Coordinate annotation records
•••

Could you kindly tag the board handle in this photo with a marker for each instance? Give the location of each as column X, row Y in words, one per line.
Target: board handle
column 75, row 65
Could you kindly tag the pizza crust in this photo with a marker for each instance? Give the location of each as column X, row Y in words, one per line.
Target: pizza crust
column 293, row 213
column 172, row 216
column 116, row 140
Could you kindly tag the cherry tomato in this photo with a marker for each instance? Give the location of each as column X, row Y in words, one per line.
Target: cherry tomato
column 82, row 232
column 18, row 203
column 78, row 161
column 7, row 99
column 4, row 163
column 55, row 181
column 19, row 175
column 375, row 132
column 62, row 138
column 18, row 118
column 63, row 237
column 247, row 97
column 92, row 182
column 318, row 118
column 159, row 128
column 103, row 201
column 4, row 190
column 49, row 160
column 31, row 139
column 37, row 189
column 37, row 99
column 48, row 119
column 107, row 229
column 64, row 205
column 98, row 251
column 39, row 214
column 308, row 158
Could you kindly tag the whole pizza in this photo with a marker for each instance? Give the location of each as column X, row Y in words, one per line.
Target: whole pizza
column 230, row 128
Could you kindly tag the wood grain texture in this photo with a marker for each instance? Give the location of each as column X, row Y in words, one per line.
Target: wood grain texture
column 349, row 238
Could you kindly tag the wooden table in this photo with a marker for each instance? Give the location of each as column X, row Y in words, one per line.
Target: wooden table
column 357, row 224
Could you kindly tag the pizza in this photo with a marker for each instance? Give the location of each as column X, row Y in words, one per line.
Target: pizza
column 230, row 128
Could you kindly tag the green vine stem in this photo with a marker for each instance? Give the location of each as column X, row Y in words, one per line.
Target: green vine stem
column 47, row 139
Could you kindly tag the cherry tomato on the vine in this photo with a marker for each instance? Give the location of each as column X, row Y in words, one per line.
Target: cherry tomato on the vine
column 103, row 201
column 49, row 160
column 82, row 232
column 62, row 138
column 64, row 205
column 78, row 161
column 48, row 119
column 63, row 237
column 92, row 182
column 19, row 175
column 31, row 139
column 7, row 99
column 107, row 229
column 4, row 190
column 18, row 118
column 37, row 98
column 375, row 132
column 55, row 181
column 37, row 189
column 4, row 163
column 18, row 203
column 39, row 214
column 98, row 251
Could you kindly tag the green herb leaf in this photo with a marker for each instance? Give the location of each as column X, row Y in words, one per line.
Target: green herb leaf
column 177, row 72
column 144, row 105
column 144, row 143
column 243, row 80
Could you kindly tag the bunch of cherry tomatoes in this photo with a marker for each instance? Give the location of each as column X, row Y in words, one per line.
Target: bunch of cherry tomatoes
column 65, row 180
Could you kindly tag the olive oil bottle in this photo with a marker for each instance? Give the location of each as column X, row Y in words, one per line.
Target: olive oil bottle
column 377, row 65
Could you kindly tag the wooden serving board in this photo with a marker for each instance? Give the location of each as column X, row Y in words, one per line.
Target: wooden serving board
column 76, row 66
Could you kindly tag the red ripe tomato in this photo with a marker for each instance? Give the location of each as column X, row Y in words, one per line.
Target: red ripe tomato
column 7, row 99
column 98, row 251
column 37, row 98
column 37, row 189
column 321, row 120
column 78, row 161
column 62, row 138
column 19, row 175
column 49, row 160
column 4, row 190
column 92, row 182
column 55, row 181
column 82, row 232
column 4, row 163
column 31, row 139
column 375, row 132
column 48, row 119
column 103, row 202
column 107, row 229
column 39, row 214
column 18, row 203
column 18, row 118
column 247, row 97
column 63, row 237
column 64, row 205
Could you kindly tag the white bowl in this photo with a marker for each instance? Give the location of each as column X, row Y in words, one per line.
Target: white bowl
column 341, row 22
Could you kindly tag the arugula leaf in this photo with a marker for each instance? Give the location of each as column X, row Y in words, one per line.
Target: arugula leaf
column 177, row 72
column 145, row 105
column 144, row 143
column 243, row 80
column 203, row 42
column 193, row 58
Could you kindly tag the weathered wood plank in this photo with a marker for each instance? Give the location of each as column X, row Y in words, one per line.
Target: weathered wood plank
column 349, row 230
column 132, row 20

•••

_WORK TO DO:_
Copy the records from the first line through the line containing "column 75, row 65", swapping "board handle" for "wooden handle" and leaving everything else unchanged.

_WRITTEN SOLUTION:_
Could you kindly tag the wooden handle in this photo with a marker for each instance? Give the location of each as column X, row Y in words, one per line.
Target: wooden handle
column 75, row 65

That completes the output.